• [SELECTED PASSAGE]
So where are we now? Correlation has played a strong role institutionally for the last few decades, but “standardize policies and curriculum around the world” is hardly a rousing mission statement. That might be a tool to more effectively accomplish something; that “something” is the current mission we are looking for. Winning the culture war (fighting for the conservative side) might have been a mission of LDS leadership from about the mid-80s to about 2010, but that war is over and the conservatives lost, so that isn’t really a candidate for the current mission of the Church unless you’re living in the past.

Building more temples is another candidate mission, made credible by the fact that the Church is, in fact, building more temples, and announcing even more temples, and leaders just love to talk, talk, talk about temples. But “build more temples” is too narrow, even if you expand it to include getting more people to visit the temple more often or get more LDS youth to do more temple baptisms. That’s a strictly internal focus, with little or no engagement with “the World.” It’s a pseudo-mission. You could have a thousand temples, with every singly adult LDS visiting a temple once every month, and you would still have the unanswered question about the forward-looking mission of the Church. What do we do the other 29 days a month? Even if you had 100% temple attendance and that strengthened and fortified the membership, the question remains … strengthened the membership to do what? The “what” is the missing mission.

• [Collected data rows]
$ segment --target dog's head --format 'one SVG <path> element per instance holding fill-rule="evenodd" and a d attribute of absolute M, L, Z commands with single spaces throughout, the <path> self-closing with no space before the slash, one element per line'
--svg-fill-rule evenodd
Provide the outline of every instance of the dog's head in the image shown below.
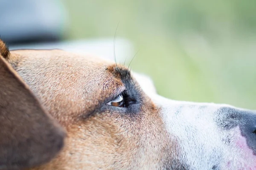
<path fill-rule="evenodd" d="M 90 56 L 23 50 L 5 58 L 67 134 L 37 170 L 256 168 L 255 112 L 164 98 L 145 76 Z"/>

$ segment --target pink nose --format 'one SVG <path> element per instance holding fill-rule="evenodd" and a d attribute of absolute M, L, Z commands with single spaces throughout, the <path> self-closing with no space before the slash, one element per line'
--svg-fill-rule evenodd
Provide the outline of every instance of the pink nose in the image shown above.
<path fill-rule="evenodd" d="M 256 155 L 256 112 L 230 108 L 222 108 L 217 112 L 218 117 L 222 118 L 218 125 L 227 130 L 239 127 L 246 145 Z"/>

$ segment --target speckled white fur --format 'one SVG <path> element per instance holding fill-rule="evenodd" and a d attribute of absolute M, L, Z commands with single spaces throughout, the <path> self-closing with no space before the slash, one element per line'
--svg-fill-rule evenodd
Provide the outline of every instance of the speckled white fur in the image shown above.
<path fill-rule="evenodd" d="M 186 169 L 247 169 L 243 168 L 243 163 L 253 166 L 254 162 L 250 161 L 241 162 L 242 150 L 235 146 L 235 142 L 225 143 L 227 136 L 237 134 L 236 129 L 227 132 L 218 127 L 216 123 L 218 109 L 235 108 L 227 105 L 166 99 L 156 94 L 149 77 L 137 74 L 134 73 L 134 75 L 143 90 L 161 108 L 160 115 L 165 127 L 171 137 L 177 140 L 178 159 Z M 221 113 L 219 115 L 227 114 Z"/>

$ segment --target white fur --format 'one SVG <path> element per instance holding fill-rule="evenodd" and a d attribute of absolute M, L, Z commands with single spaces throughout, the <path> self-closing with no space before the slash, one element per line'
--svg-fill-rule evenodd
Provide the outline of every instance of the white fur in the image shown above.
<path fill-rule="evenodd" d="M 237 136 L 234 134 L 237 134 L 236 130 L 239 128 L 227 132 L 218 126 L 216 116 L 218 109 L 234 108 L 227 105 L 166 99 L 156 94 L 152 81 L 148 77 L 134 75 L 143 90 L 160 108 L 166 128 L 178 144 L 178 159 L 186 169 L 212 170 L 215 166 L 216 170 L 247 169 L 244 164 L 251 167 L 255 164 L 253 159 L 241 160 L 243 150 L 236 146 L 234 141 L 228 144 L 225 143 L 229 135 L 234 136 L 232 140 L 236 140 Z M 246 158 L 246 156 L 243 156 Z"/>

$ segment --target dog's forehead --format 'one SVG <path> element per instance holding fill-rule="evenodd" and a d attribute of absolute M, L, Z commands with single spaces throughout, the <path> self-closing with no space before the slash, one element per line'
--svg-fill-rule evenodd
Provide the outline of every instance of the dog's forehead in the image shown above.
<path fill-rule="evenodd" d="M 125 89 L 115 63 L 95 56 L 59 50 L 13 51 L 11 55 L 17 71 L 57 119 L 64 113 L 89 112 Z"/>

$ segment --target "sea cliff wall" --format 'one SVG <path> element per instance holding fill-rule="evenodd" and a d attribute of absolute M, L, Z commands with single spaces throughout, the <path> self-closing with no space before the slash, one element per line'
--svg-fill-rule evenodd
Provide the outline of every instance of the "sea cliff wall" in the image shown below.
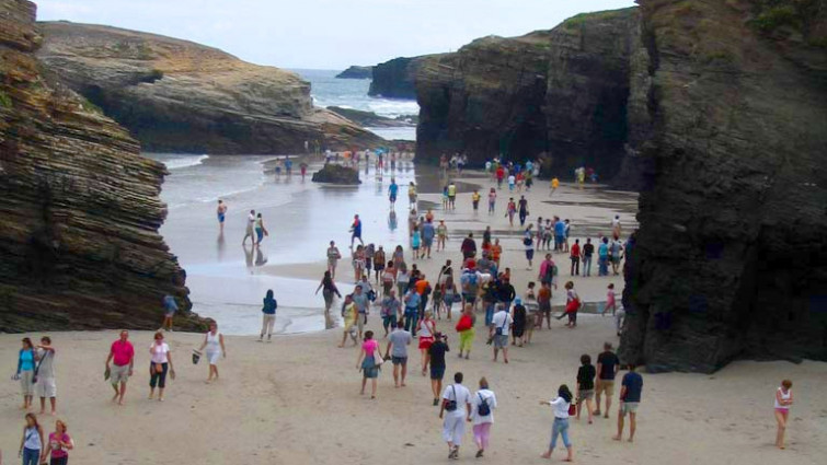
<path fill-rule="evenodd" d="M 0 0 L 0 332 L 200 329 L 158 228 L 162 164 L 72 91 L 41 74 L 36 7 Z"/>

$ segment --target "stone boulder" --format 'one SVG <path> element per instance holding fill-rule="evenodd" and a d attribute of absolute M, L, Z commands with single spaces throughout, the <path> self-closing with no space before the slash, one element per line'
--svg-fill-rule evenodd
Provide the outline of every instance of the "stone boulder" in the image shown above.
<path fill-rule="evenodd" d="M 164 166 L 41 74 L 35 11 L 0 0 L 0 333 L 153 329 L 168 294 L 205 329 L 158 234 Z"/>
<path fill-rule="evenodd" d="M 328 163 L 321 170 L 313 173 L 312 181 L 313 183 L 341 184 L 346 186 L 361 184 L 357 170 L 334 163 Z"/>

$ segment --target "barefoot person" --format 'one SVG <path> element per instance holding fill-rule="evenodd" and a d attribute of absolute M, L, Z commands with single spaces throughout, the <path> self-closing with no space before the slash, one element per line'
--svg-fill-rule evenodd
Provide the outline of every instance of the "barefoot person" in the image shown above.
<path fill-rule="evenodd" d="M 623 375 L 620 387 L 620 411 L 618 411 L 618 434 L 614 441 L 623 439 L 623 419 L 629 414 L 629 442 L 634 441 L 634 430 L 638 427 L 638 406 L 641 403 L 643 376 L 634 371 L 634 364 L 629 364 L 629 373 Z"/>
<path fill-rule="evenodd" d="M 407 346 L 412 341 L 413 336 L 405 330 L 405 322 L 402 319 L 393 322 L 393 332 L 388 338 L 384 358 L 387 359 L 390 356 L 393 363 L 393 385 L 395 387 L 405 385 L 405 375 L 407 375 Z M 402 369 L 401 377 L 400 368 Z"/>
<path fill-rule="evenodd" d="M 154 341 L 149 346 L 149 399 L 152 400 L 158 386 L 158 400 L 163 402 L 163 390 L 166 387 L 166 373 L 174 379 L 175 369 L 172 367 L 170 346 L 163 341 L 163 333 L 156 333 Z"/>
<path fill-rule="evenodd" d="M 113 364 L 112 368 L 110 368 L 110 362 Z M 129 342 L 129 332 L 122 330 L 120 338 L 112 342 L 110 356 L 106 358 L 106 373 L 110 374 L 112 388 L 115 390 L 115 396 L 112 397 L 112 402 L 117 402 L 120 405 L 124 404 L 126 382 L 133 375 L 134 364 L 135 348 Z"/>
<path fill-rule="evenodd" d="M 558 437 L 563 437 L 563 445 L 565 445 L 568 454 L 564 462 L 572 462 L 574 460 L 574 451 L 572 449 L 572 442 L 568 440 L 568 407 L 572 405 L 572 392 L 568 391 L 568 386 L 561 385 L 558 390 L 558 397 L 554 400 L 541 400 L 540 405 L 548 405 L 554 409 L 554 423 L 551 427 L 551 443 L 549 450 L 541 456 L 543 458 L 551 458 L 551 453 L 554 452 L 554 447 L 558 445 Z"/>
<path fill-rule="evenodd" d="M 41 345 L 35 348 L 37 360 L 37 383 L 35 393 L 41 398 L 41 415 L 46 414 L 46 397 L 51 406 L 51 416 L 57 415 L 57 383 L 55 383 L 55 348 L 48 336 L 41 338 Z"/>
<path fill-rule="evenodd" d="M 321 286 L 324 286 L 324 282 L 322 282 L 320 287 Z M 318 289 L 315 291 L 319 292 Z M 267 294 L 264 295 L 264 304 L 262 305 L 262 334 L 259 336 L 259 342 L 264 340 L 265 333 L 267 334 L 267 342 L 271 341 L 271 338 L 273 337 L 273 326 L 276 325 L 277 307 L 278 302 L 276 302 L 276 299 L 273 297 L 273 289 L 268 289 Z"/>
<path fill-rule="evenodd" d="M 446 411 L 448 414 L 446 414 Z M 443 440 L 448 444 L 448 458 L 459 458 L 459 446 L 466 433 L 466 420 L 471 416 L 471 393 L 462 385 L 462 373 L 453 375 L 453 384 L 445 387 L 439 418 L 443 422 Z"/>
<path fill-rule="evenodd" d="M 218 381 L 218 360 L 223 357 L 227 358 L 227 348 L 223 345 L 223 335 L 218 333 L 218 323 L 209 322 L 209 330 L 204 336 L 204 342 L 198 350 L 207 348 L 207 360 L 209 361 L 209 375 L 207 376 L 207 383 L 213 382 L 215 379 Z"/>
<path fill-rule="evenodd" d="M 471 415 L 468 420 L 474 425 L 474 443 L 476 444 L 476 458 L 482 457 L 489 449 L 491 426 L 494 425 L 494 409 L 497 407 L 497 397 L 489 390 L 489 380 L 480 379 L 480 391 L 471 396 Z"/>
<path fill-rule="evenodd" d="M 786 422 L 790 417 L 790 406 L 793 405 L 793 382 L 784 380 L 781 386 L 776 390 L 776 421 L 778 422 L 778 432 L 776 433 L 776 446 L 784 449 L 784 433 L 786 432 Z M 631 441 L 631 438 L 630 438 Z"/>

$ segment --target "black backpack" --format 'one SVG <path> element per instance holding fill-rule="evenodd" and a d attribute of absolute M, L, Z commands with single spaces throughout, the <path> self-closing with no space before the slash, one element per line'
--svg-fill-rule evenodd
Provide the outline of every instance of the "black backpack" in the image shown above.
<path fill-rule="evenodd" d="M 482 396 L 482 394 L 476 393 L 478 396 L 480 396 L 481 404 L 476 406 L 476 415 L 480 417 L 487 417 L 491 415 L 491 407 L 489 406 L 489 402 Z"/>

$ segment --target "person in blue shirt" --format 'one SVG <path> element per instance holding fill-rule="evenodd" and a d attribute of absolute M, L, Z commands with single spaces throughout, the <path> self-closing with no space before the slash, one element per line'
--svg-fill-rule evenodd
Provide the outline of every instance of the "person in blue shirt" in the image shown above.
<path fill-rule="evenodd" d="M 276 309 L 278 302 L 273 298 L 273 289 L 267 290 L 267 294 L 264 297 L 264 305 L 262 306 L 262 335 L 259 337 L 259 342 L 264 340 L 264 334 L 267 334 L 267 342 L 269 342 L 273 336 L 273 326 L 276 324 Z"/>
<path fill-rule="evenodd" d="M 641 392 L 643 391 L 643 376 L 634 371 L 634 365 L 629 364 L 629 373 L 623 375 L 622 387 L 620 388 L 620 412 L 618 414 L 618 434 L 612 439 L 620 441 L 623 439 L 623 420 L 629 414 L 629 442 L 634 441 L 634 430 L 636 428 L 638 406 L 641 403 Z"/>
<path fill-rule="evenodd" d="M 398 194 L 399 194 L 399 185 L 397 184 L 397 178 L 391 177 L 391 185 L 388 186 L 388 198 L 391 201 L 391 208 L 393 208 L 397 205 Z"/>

• [TASKS]
1 > Reproduce the passage on the Church's mission word for word, everything from "So where are" down to "in the past.".
2 > List every word or phrase that the passage on the Church's mission sets in quotation marks.
3 > Pick up the passage on the Church's mission after its final sentence and carry it forward.

• [ANSWERS TO THE TASKS]
1 >
So where are we now? Correlation has played a strong role institutionally for the last few decades, but “standardize policies and curriculum around the world” is hardly a rousing mission statement. That might be a tool to more effectively accomplish something; that “something” is the current mission we are looking for. Winning the culture war (fighting for the conservative side) might have been a mission of LDS leadership from about the mid-80s to about 2010, but that war is over and the conservatives lost, so that isn’t really a candidate for the current mission of the Church unless you’re living in the past.

2 >
- standardize policies and curriculum around the world
- something
- build more temples
- the World
- what

3 >
Here’s why this topic is of interest to me and seems relevant. At Conference, you hear the same several topics addressed every six months. Nothing new under the sun. Weekly sacrament meetings are increasingly just rehashes of an assigned talk from the most recent Conference. People get callings and maybe do them. A ward party or potluck a couple of times a year. It’s just sort of a routine, a set of habits, with no particular urgency or even relevance. People are just going through the motions. Senior leadership is doing this year pretty much what it did last year or the year before.

In the second half of the twentieth century, there was “every member a missionary” and the metaphor of the stone cut from the mountain getting bigger as it rolls forth. That was in line with the missionary-focused mission of the Church in that era. I just can’t come up with any parallel slogan or metaphor that captures the current focus or mission of the Church right now, in 2023. The disturbing thought is that the Church just doesn’t have a new mission to fill the void of the exhaustion of the “missionary work and institutional growth” mission that worked for a generation or two last century. It’s like the difference between driving down I-80 in Nebraska, headed for Chicago, and just driving down I-80. What are you doing? Case 1: “I’m going to Chicago.” Case 2: “I’m just driving down the freeway.” If feels like the Good Bus Zion is just driving down the freeway. It’s not really going anywhere.

So here are some things to discuss.

  • Do you share the sense that most Mormons and most local leaders are just going through the motions?
  • Do you have any slogans to offer that presently serve the same role in the Church that “every member a missionary” and “every young man should serve a mission” did fifty years ago?
  • Yes, the Church and the members can just soldier on without a compelling mission … for a while. But not forever. At some point, people just lose interest, like when you scroll through the many offerings on Netflix but still can’t find anything to watch. Maybe Covid was a catalyst for this. Right now, a lot of people just seem to be losing interest in what the Church is doing and what it has to offer.
  • The big one: What do you think the current mission of the Church is? Or, if you think it doesn’t have one at the moment, what do you think the mission of the Church ought to be?